Exercise - Type out every line below exactly as it reads.

BEGIN

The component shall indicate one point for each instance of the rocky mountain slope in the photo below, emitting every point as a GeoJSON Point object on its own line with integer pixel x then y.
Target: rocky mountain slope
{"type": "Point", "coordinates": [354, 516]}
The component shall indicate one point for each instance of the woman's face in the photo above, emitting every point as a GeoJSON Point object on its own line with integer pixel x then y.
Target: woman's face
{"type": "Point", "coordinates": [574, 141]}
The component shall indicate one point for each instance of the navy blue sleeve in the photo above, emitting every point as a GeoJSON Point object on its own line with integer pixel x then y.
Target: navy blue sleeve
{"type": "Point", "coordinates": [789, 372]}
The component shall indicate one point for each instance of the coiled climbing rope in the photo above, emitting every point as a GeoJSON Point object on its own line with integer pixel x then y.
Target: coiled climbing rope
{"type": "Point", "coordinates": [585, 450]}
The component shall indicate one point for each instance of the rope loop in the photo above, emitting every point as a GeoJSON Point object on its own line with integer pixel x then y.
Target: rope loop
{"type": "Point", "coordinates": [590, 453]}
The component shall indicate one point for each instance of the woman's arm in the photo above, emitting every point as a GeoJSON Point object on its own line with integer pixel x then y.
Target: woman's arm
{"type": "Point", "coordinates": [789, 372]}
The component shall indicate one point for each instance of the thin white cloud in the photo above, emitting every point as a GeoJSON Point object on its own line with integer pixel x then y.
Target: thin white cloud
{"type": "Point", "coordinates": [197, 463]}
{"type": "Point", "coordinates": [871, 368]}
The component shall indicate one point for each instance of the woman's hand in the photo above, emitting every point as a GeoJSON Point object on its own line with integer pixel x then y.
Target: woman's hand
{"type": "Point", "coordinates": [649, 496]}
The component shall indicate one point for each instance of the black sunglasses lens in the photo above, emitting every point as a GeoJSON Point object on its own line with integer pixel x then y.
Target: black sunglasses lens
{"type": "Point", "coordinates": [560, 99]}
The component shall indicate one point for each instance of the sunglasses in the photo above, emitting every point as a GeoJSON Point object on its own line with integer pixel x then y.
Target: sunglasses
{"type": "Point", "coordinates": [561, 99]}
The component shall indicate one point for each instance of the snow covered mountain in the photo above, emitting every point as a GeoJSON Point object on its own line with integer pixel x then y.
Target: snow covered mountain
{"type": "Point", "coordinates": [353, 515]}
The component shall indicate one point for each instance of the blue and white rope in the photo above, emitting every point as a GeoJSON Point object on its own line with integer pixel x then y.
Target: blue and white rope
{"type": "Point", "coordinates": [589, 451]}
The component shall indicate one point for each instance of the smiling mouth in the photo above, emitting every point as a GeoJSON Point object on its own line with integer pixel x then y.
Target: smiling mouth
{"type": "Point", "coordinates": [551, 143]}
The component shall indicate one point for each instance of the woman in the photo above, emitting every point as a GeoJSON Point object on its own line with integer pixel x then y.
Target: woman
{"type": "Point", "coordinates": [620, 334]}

END

Solved problem -
The component shall indicate one point for each instance of the rocky mountain slope in the photo below, emitting every point as a GeoJSON Point object on its own line with integer pixel x then y.
Target: rocky mountain slope
{"type": "Point", "coordinates": [354, 516]}
The component shall indicate one point for each instance of the woman's face in the photo above, emitting every point as a GeoJSON Point object on its own line with integer pixel x then y.
Target: woman's face
{"type": "Point", "coordinates": [574, 141]}
The component shall indicate one point for each instance of the navy blue sleeve in the photo above, emitting every point as a GeoJSON Point object on its own line with integer pixel x then y.
Target: navy blue sleeve
{"type": "Point", "coordinates": [789, 372]}
The component shall indicate one point for each instance of the coiled climbing rope in the photo above, emitting every point as a GeoJSON Point object on its own line with integer pixel x then y.
Target: coiled climbing rope
{"type": "Point", "coordinates": [585, 450]}
The component shall indicate one point for each instance of the rope loop in the photo above, emitting every point as a GeoJSON Point object on its own line with integer pixel x then y.
Target: rope loop
{"type": "Point", "coordinates": [590, 453]}
The component shall indicate one point for each instance of the woman's arm in the photo above, emitting every point as a GeoJSON Point object on its own line with integer pixel x then y.
Target: woman's arm
{"type": "Point", "coordinates": [789, 372]}
The component shall indicate one point for each instance of the thin white cloud in the photo above, emitting every point as a GeoJSON Point object on its own line with integer pixel x then y.
Target: thin white cloud
{"type": "Point", "coordinates": [197, 463]}
{"type": "Point", "coordinates": [871, 368]}
The component shall indicate one point for each instance of the woman's hand in the photo above, emitting every point as a GeoJSON Point object on its own line with integer pixel x then y.
Target: woman's hand
{"type": "Point", "coordinates": [649, 496]}
The component shall indicate one point for each instance of the black sunglasses lens in the photo above, emitting every point as a GeoJSON Point object on its own line with integer pixel x then y.
Target: black sunglasses lens
{"type": "Point", "coordinates": [560, 99]}
The component shall indicate one point for each instance of the sunglasses in the photo above, emitting every point as a GeoJSON Point object on its own line with integer pixel x then y.
Target: sunglasses
{"type": "Point", "coordinates": [561, 99]}
The component shall indicate one point for each instance of the snow covered mountain in the photo above, emitting every point as a GeoJSON Point object on its own line with integer pixel x then y.
Target: snow covered mountain
{"type": "Point", "coordinates": [353, 515]}
The component shall indicate one point for each instance of the blue and white rope in the photo above, emitting every point as a GeoJSON Point object on its own line with integer pixel x then y.
Target: blue and white rope
{"type": "Point", "coordinates": [589, 451]}
The component shall indicate one point for each instance of the smiling mouth in the photo above, emitting every point as a GeoJSON Point object on its own line with integer pixel x then y.
Target: smiling mouth
{"type": "Point", "coordinates": [551, 143]}
The component shall indicate one point for each instance of the woman in the photo above, emitting every point as a GeoJSON Point object on its own line with integer pixel x then y.
Target: woman
{"type": "Point", "coordinates": [620, 334]}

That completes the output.